* **Work instructions**:
A word-for-word copy of the entries is the only acceptable reply.

(Data Opens)

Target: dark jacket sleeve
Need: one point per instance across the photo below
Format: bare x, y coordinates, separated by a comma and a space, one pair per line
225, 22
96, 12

(Data Closes)

* **Solution to this task**:
Target: dark jacket sleeve
Need: one point per instance across the photo below
Format: bare x, y coordinates, separated by a comma and a space, one pair per line
225, 22
96, 12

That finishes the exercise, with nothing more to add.